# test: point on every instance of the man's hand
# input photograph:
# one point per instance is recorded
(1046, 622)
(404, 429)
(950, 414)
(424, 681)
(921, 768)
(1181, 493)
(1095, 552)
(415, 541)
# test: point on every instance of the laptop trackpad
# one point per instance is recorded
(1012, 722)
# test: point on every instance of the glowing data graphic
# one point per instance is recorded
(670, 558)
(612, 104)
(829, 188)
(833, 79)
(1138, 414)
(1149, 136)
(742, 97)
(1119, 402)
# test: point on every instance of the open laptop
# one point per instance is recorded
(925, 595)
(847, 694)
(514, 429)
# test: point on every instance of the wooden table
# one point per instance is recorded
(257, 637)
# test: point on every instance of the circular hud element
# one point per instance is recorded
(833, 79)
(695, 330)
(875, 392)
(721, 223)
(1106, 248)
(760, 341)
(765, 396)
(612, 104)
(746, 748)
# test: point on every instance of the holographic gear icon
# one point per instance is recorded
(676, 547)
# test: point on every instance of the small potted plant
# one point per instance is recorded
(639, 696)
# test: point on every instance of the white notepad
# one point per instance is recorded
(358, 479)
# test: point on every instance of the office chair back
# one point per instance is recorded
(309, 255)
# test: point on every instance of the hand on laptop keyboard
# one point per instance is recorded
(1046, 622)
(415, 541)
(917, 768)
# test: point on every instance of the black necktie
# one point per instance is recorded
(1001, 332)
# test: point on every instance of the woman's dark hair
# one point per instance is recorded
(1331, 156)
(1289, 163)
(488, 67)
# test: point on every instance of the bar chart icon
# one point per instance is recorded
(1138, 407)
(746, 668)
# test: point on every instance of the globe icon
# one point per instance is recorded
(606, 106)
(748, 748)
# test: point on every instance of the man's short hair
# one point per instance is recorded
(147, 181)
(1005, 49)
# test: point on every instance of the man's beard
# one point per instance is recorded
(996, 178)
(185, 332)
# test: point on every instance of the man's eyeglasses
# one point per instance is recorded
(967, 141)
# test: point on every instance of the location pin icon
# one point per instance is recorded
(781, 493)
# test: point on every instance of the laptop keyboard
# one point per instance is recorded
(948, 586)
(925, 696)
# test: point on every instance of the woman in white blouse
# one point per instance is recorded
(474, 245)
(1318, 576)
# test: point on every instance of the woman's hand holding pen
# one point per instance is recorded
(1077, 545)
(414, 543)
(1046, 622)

========================================

All entries above are to be repeated verbatim, down to the last line.

> YOUR RESPONSE:
# test: point on every instance of the man's hand
# input photograph:
# one point per instance is recorded
(1046, 622)
(404, 429)
(950, 414)
(424, 681)
(921, 768)
(1181, 493)
(1095, 552)
(415, 541)
# test: point on every instance of the laptop trackpad
# one point per instance is recorded
(1012, 722)
# test: point on every instance of the glowing data graphic
# one point per instance is recorded
(670, 558)
(612, 104)
(829, 188)
(833, 79)
(1138, 414)
(1149, 136)
(742, 97)
(1119, 402)
# test: point on every instance of the open laptop
# one point per instance is recorded
(925, 595)
(847, 694)
(514, 429)
# test: point on every instance of the wooden table
# one point per instance is recorded
(257, 637)
# test: point on every instance of the circular hud element
# one point per instance is recorded
(833, 79)
(695, 330)
(875, 392)
(721, 223)
(1106, 248)
(760, 341)
(765, 396)
(612, 104)
(746, 748)
# test: point on every instance of the holographic gear icon
# one point per instance is recorded
(676, 547)
# test: point on every instance of the small potted plant
# one point per instance is recorded
(639, 696)
# test: point on every instance of the white notepad
# one point per instance is recorded
(358, 479)
# test: point on every instance of the office chair back
# one point per instance is recorded
(309, 255)
# test: point on every instance of the hand on laptop keyboard
# one point per instance is recorded
(1046, 622)
(415, 541)
(917, 768)
# test: point on every instance of the black necktie
# one point per instance is recorded
(1001, 332)
# test: point on every instance of the woman's dark hair
# one point per instance is recorded
(1331, 156)
(1289, 163)
(488, 67)
# test: point on every instance of the bar chart icon
# one point per instance is recorded
(1138, 407)
(746, 668)
# test: point on every instance of the globe icon
# one point per instance is recorded
(606, 106)
(748, 748)
# test: point on every instance of the man's short hair
# one point per instance is recorded
(147, 181)
(1005, 49)
# test: point on every instance of the man's beard
# one point per instance is recorded
(996, 178)
(185, 332)
# test: point on every instance of the man's eyeglasses
# one point per instance is recorded
(967, 141)
# test: point on every instance of the location pin icon
# one point per instance is recorded
(781, 493)
# test: point on every instance of the laptop keyboard
# one point per instance is recorded
(948, 586)
(925, 696)
# test: point on every instance of the woman in white blouse
# one point per instance is recorded
(474, 245)
(1318, 576)
# test: point on every instance of the woman's hand holding pen
# one point per instance is recorded
(1077, 545)
(414, 543)
(1046, 622)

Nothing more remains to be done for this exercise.